Using the records below, copy out exactly the line that contains "Each instance gets a single point. Label the rim" and every line that follows it, up to and including the last, and no others.

(Point labeling dataset excerpts)

....

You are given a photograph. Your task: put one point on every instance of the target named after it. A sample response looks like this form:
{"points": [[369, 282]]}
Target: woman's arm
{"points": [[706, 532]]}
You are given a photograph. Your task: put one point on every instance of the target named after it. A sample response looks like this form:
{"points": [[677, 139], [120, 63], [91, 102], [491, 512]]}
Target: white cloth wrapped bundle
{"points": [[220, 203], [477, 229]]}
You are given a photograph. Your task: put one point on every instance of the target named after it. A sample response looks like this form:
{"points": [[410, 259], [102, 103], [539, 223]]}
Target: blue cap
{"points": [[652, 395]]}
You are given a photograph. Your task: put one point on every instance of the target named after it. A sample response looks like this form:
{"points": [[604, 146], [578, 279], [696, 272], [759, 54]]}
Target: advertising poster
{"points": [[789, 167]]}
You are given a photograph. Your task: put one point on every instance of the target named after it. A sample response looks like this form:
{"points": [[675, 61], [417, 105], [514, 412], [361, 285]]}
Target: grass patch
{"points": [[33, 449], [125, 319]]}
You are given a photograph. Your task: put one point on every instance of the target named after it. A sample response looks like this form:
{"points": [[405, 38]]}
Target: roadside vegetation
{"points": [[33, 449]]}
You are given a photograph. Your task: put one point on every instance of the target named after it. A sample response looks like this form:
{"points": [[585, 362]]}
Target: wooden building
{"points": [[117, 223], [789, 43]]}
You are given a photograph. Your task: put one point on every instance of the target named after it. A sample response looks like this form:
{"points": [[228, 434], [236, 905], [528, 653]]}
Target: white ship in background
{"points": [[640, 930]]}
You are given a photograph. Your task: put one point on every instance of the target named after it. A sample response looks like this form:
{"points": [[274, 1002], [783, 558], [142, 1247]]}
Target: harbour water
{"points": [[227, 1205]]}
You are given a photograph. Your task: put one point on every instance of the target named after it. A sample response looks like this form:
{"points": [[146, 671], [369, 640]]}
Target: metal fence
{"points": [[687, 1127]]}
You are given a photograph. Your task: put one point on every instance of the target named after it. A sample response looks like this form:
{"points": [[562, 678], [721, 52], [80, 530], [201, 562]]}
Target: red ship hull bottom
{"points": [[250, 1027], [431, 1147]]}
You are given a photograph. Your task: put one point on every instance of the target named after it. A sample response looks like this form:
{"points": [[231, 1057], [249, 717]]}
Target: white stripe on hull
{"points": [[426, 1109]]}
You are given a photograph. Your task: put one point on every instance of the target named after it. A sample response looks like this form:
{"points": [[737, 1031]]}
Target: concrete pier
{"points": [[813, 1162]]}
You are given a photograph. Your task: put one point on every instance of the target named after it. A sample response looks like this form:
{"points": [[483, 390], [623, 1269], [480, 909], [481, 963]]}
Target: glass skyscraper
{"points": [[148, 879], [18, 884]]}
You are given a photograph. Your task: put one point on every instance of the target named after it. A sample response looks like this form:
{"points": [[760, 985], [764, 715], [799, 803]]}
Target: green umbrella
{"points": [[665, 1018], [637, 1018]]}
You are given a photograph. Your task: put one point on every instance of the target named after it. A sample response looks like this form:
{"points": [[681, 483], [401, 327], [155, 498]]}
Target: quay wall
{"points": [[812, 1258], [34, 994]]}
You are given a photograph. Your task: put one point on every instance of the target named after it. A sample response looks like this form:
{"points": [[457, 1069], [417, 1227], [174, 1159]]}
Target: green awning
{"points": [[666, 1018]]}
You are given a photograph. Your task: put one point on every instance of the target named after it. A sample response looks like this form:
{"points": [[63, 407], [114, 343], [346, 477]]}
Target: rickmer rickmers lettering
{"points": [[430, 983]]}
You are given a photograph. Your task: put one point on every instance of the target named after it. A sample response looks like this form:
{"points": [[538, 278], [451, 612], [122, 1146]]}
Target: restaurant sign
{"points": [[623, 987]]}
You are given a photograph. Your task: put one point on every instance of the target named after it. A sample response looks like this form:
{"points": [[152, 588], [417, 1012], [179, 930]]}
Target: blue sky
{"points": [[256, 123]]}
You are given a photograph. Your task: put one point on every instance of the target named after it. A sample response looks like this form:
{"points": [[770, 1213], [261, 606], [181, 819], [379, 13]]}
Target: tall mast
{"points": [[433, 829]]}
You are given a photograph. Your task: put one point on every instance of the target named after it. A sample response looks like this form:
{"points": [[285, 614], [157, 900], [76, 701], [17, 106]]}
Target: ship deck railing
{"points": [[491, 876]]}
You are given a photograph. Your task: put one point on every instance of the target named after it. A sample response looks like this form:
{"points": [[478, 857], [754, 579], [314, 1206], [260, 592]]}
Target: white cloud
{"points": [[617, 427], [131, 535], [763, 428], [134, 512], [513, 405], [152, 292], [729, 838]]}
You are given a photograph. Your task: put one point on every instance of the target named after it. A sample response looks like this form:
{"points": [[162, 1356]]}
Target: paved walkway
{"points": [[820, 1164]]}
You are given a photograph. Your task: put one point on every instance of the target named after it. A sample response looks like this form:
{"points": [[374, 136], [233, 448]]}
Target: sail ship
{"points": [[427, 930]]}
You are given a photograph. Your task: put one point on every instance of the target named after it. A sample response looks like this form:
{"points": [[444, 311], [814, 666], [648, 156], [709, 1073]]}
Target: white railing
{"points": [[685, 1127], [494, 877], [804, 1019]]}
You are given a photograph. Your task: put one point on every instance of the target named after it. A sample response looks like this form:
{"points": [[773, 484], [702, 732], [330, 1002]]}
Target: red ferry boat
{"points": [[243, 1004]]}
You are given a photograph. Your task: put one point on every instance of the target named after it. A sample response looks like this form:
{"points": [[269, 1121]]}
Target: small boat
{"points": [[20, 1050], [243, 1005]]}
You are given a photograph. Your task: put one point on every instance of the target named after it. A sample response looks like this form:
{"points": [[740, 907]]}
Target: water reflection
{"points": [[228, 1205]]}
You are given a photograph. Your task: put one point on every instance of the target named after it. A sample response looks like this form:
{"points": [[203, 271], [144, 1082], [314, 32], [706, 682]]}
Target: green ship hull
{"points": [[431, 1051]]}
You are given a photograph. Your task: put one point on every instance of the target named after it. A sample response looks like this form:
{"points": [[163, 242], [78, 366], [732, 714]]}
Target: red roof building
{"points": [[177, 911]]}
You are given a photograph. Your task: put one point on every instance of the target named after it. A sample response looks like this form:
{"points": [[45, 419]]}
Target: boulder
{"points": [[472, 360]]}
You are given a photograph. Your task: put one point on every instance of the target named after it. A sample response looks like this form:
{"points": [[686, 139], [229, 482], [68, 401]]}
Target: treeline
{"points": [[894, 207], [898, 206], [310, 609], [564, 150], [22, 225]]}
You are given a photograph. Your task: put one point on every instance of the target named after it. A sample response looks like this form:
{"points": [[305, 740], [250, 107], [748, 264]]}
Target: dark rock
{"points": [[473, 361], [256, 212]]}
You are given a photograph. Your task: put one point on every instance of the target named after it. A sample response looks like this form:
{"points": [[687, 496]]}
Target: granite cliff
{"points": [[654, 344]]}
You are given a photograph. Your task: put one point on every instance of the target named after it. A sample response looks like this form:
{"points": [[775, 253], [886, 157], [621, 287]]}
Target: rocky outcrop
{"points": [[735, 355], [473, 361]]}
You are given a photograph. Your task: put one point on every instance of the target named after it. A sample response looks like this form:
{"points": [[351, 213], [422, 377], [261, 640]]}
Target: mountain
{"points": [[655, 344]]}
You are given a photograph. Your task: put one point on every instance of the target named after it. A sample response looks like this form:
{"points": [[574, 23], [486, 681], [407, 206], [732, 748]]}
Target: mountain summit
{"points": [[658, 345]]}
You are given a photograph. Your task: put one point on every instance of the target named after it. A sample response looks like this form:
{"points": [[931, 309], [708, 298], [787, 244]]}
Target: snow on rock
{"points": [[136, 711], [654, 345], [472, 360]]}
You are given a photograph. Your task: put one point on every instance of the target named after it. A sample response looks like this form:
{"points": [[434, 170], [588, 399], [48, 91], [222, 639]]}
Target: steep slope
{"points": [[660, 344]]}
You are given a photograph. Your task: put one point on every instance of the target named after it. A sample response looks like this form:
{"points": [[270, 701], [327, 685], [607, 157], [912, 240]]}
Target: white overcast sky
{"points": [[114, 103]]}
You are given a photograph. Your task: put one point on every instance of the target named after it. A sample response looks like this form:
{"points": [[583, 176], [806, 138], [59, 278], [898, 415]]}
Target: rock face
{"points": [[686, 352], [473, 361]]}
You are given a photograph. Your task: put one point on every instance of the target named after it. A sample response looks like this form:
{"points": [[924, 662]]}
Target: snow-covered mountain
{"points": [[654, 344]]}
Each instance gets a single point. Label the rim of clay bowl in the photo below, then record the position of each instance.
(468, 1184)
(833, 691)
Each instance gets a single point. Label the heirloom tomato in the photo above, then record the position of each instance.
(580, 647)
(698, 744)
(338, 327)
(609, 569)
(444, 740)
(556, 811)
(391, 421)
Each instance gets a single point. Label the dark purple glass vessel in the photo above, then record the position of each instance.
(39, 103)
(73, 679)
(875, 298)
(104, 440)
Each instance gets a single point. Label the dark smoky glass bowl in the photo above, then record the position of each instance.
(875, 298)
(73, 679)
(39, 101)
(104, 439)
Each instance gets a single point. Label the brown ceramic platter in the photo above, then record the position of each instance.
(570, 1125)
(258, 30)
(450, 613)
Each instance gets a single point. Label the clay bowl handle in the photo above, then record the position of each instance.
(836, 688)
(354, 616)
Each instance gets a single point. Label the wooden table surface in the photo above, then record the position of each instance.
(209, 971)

....

▸ OUTPUT OF THE TASK:
Each instance gets a single point. Label the rim of clay bowl in the photo below, then record the position of each instance.
(468, 1184)
(833, 691)
Each instance gets a single point. Label the heirloom tomato in the photo above, then record the position of each instance.
(580, 647)
(698, 744)
(338, 327)
(609, 569)
(444, 740)
(556, 811)
(391, 421)
Each instance gets a single point. Label the dark purple glass vessel in the photo above, then record the position of each instance.
(39, 103)
(73, 679)
(875, 298)
(104, 440)
Each instance gets a single point. Label the dark smoky glass bowl in the photo above, then record the position of each instance.
(875, 298)
(73, 679)
(39, 101)
(104, 439)
Each instance gets a single point. Label the brown ceramic platter in the photo above, then record the position of each instance.
(570, 1125)
(258, 30)
(450, 613)
Each instance gets a single point. Label the clay bowl handle in the photo above, then record the position of each instance.
(836, 688)
(354, 616)
Each instance gets a single point. Label the wooden table surface in the photo above, then record the position of each instance.
(209, 971)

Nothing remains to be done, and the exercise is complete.